### Records supplied ###

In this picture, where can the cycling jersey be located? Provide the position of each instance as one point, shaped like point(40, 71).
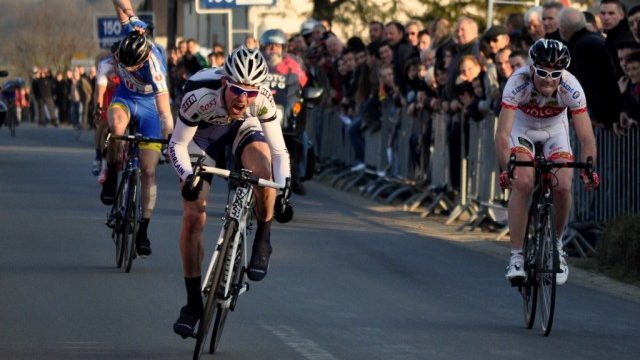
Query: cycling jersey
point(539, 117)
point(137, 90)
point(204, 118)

###
### Records supplied ###

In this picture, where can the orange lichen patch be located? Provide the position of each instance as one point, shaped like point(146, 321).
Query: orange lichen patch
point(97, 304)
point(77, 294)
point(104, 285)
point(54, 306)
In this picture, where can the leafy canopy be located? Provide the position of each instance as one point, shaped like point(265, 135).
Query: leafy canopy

###

_Short exercise_
Quote the lines from the one containing "In this picture, where can the cycling" up to and including the one containing "point(204, 118)", and leave the pictures out of your answer.

_Reply_
In this picture, where can the cycling jersey be located? Provide the position of each instance as one point, shaped like point(40, 71).
Query: cycling jersey
point(539, 117)
point(137, 90)
point(204, 118)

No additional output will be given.